Extract to read:
=-=-=-=-=
Hi,
there is a new issue since R version 3.4 with the package GenomicFeatures:
I created my own BSgenome package for Candida glabrata and loaded the GFF file with
txdb <- makeTxDbFromGFF(file=gffFile,dataSource="CGDB",
organism="Candida glabrata",format="gff3",
chrominfo=seqinfo_cg)
Error
Import genomic features from the file as a GRanges object ... OK
Prepare the 'metadata' data frame ... Fehler in FUN(X[[i]], ...) :
1 unknown species: ‘Candida glabrata’ Please use 'available.species' to see viable species names or tax Ids
This issue does not occur in R version 3.3. Is there specific metadata required now ?
A few thoughts:
You could update to use the latest version of R (3.5) and Bioconductor (3.7)
You could utlize the
available.species()
function to see if the organism argument needs to be updated. Its possible we have tightened the constraint on the naming. Looking at theavailable.species()
=-=-=-=-=
Records supplied:
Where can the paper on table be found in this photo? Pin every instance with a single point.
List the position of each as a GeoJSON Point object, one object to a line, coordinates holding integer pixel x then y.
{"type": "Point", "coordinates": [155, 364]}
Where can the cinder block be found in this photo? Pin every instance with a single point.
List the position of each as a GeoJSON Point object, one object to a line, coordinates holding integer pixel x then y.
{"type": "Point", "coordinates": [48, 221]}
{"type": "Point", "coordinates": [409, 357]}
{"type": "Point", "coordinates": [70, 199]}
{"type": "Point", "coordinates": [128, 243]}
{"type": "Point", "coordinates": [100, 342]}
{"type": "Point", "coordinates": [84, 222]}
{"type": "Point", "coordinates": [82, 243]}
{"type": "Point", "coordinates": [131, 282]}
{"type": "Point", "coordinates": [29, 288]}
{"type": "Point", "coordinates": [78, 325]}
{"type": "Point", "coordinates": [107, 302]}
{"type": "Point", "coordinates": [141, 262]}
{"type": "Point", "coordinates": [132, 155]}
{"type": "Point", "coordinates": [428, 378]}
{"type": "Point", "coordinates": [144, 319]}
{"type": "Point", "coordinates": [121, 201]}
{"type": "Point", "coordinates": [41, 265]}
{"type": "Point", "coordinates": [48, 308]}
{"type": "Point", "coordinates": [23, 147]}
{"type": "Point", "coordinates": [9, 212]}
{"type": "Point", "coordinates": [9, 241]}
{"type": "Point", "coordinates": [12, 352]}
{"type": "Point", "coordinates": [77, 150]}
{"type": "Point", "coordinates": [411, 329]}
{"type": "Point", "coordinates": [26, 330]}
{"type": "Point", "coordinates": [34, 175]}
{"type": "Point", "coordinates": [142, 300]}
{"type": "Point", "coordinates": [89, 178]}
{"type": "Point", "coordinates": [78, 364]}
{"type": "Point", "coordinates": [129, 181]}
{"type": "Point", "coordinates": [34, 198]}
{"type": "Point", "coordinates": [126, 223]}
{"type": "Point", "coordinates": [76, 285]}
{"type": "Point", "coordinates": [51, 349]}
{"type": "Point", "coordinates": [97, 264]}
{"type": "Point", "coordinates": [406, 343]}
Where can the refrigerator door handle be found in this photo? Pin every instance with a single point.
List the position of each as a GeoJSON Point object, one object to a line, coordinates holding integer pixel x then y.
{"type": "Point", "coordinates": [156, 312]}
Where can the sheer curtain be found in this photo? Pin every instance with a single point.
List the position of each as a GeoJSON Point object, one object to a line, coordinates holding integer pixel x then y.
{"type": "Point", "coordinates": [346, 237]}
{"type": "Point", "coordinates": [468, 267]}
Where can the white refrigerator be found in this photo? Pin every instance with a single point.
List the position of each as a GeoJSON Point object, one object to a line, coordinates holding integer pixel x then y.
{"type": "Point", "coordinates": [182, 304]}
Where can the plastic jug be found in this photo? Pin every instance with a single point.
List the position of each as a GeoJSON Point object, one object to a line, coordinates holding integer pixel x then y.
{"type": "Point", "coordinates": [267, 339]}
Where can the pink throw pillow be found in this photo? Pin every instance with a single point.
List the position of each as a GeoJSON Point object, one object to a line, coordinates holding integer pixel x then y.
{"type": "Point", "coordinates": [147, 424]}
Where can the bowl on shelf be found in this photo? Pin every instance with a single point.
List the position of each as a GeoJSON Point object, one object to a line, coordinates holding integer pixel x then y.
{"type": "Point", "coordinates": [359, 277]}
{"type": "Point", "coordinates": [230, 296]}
=-=-=-=-=
Task 1: In the forum thread about the makeTxDbFromGFF error, which R version does the original poster say does not have this issue?
Task 2: Pick up the forum thread about the makeTxDbFromGFF error and continue it from its final line.

Expected answer 1: R version 3.3.

Expected answer 2:
would also allow you to use the taxonomyId argument rather than organism argument in themakeTxDbFromGFF
as well.The below code I was using R 3.5 and Bioc 3.7 so the values may be different when run in your R session
Thanks for your help. I will update my Bioconductor and try again. Just two questions:
1) Local BSgenomes (BSgenome.Cglabrata) could be used, which were not part of available.genomes() but of installed.genomes(). Why is this not possible anymore ?
2) How to get the source (uploader) of the available genomes e.g.
284593 Candida glabrata CBS 138
I think you might still be able to use the Local BSgenomes but I think you would have to specify a taxonomyId. The ERROR you are seeing is stemming from a lookup of the provided argument organism's taxonomyId - if the id is provided it skips this step.
This is the solution! Thanks maybe taxonomyId = NA should be documented under the error.
I'll look into trying to clarify the ERROR message.